Given task
Copy out the entries character for character, from their first line through the line that contains "160L93 184L104 138L71", both lines included.

Record list
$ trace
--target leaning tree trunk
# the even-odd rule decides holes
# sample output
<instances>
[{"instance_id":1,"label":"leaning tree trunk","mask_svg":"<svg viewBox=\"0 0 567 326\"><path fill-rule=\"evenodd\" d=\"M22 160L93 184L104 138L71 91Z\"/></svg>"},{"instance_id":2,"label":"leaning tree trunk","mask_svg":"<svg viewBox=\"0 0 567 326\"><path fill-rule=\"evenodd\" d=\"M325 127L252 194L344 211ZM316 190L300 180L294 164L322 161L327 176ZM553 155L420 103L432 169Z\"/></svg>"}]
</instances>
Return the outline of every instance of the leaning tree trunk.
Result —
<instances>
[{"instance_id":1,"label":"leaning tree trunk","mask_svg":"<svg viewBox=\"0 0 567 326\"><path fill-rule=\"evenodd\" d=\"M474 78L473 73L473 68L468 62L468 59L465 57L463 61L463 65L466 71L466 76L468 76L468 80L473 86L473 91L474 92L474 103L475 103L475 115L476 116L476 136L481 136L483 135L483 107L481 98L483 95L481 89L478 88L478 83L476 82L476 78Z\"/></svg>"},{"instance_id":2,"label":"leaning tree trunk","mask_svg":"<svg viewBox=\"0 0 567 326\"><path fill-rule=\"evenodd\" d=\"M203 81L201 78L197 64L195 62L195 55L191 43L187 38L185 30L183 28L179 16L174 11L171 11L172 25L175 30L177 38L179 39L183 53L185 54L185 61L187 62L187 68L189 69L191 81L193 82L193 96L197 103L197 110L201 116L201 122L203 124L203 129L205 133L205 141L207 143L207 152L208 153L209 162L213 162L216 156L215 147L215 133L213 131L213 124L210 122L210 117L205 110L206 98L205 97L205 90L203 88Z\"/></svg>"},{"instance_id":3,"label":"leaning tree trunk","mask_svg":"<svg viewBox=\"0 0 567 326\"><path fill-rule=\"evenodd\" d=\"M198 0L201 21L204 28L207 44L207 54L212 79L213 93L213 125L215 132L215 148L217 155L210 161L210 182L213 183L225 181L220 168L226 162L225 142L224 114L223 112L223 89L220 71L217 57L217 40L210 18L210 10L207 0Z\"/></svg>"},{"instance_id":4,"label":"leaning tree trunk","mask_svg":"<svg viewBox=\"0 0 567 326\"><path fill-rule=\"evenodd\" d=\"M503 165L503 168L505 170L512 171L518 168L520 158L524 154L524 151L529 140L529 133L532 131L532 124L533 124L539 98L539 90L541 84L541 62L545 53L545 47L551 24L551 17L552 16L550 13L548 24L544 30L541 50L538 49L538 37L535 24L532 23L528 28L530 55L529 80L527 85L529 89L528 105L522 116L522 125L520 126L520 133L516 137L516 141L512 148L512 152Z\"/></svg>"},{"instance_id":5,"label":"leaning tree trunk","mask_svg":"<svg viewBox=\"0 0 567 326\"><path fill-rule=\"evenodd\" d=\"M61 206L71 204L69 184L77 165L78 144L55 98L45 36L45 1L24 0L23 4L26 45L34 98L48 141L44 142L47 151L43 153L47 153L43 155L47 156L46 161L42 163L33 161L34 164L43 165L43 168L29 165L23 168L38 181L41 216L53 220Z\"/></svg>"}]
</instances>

Result of the task
$ trace
--target leaning tree trunk
# the even-odd rule decides holes
# sample output
<instances>
[{"instance_id":1,"label":"leaning tree trunk","mask_svg":"<svg viewBox=\"0 0 567 326\"><path fill-rule=\"evenodd\" d=\"M22 160L93 184L104 138L71 91Z\"/></svg>"},{"instance_id":2,"label":"leaning tree trunk","mask_svg":"<svg viewBox=\"0 0 567 326\"><path fill-rule=\"evenodd\" d=\"M325 127L252 194L344 211ZM316 190L300 180L294 164L322 161L327 176ZM553 155L420 103L432 169Z\"/></svg>"}]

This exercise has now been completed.